----- Testo fornito -----

Civile
Diffida ad adempiere e risoluzione del contratto
Diffida ad
adempiere e risoluzione del contratto
Cassazione – Sezione terza civile
– sentenza 11 ottobre – 8 novembre 2007, n. 23315
Presidente Nicastro – Relatore
Durante
Pm Abbritti – difforme –
Ricorrente Boni ed altri – Controricorrente Manetti
Svolgimento del processo
Franco Lancellotti, dopo avere
ottenuto ed eseguito sequestro conservativo nei confronti di Maurizio Manetti,
conveniva costui innanzi al tribunale di Firenze per la convalida, la pronuncia
ex art. 2932 c.c. di sentenza che tenesse luogo del contratto definitivo in
relazione a preliminare avente ad oggetto il trasferimento delle quote della
s.r.l. Radioguide, il pagamento del prezzo residuo (lire 28.000.000) e del
valore dei titoli depositati presso la banca toscana e da questa venduti (lire
30.000.000) oltre interessi.
Il convenuto si opponeva alla
domanda, sostenendo che non si era proceduto alla stipula del contratto
definitivo a causa del fatto che l’altro promittente venditore, Romeo Boni, non
si era presentato innanzi al notaio; che il preliminare si era risolto a
seguito di diffida ad adempiere; che la sua efficacia
era subordinata a condizione non avveratasi.
Altro giudizio con il medesimo
oggetto era instaurato nei confronti del Manetti da Romeo Boni innanzi allo
stesso tribunale; in tale giudizio, che veniva riunito
all’altro, il convenuto proponeva domanda riconvenzionale di risoluzione del
preliminare per inadempimento.
Il tribunale accoglieva le
domande attrici e rigettava la domanda riconvenzionale.
Ad opposta conclusione perveniva
la corte di appello di Firenze che con sentenza resa il 4.2.2003 rigettava le
domande attrici, motivando come segue.

-----

## Esercizio proposto 1
Nel testo sulla diffida ad adempiere, a quanto ammontava il prezzo residuo di cui Franco Lancellotti chiedeva il pagamento?
## Esercizio proposto 2
Riscrivi il tratto del testo sulla diffida ad adempiere che va da "Altro giudizio con" fino a "motivando come segue.", rinominando "corte di appello" in "corte d'appello".
## Esercizio proposto 3
Scrivi il seguito del testo sulla sentenza di Cassazione in materia di diffida ad adempiere, partendo dal punto in cui si interrompe.

----- Dati forniti -----

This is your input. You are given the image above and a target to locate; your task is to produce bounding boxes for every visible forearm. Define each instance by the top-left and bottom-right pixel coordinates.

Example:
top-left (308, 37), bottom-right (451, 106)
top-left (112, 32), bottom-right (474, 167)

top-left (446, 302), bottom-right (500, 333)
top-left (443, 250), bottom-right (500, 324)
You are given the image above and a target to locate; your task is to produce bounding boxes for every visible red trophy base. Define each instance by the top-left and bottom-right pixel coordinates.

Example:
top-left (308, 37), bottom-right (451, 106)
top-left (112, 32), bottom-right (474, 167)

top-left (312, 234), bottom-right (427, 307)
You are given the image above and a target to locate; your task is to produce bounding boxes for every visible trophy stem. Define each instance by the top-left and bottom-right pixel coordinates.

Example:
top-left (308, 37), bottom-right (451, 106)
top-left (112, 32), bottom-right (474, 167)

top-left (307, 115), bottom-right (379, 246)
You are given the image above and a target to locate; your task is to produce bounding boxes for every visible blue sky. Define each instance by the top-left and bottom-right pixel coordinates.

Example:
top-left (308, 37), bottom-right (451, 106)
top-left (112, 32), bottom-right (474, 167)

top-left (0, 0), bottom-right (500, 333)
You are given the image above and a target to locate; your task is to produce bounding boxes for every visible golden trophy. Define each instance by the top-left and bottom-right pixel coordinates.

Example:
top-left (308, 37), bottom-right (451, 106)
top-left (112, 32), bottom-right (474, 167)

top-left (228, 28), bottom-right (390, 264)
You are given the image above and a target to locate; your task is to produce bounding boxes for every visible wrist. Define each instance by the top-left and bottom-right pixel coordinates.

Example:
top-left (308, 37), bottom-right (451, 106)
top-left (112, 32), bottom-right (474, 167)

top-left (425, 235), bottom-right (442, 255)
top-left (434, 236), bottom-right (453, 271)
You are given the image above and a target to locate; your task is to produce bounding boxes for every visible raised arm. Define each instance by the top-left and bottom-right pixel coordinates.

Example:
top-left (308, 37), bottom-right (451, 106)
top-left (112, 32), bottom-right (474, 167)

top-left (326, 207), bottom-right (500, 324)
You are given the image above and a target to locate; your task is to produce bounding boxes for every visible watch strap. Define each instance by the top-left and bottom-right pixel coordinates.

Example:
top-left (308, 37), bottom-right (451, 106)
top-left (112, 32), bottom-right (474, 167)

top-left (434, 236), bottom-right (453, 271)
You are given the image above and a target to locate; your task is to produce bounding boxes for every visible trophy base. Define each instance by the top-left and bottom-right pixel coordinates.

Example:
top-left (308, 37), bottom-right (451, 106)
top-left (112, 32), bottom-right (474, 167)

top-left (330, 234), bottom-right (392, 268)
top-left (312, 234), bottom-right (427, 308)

-----

## Risposta 1
Lire 28.000.000.

## Risposta 2
Altro giudizio con il medesimo
oggetto era instaurato nei confronti del Manetti da Romeo Boni innanzi allo
stesso tribunale; in tale giudizio, che veniva riunito
all’altro, il convenuto proponeva domanda riconvenzionale di risoluzione del
preliminare per inadempimento.
Il tribunale accoglieva le
domande attrici e rigettava la domanda riconvenzionale.
Ad opposta conclusione perveniva
la corte d'appello di Firenze che con sentenza resa il 4.2.2003 rigettava le
domande attrici, motivando come segue.

## Risposta 3
Il tribunale ha ritenuto che pure
dopo la scadenza del termine stabilito nella diffida ad
adempiere il Lancellotti abbia conservato il potere di chiedere l’adempimento,
essendo l’effetto risolutorio rimasto nella sua disponibilità; viceversa,
verificatosi l’inadempimento, la parte adempiente ha la duplice facoltà di
chiedere sentenza risolutiva del contratto avente natura costitutiva o di
intimare diffida ad adempiere; in questo secondo caso l’effetto risolutorio si
verifica per l’inutile decorso del termine fissato nella diffida e la sentenza
ha natura dichiarativa; la diffida ad adempiere è in sostanza alternativa alla
domanda di risoluzione; l’intimante non ha tuttavia il potere di porre nel
nulla l’effetto risolutorio già verificatosi e chiedere l’adempimento; non si
otterrebbe altrimenti il risultato di dare chiarezza al rapporto e si
lascerebbe indefinitamente il diffidato in soggezione del creditore; nel caso
di specie la diffida ad adempiere corrisponde al tipo astratto previsto
dall’art. 1454 c.c.; peraltro, la condizione stabilita nella lettera f) del
contratto preliminare non si è avverata perché il Manetti non ha adempiuto
l’obbligo di sostituire i titoli depositati con altri titoli dello stesso tipo;
l’inadempimento del Manetti non si può ritenere di scarsa importanza
considerato che la liberazione dei titoli dal vincolo pignoratizio avrebbe
consentito ai promittenti venditori di rientrare in possesso di una somma
cospicua; legittimamente, pertanto, il Lancellotti si è avvalso dello strumento
della risoluzione di diritto, precludendosi, però, la possibilità di proporre
la domanda di adempimento in forma specifica; non può accogliersi la domanda concernente
i titoli di Stato atteso che la vendita di essi non ha comportato diminuzione
patrimoniale a danno del Lancellotti e del Boni i quali si trovano a possedere
quote di una società con una minore esposizione debitoria.
Avverso tale
sentenza hanno proposto autonomi ricorsi per cassazione il Boni ed il
Lancellotti, deducendo il primo tre motivi ed il secondo uno; ad entrambi i
ricorsi ha resistito il Manetti il quale ha proposto ricorso incidentale con un
motivo; il Boni ha depositato memoria.
Motivi della decisione
1. I ricorsi sono proposti contro
la medesima sentenza ed a norma dell’art. 335 c.p.c. vanno riuniti.
2. Il ricorso del Boni risulta
notificato il 4.11.2005 e quello del Lancellotti l’11.11 successivo.
Quest’ultimo ricorso avrebbe,
pertanto, dovuto assumere la forma del ricorso incidentale in quanto il
principio dell’unicità del processo di impugnazione contro una medesima
sentenza comporta che, una volta avvenuta la notificazione della prima
impugnazione, tutte le altre debbono essere proposte nella forma della
impugnazione incidentale e, quindi, nel caso del ricorso per cassazione con
l’atto contenente il controricorso.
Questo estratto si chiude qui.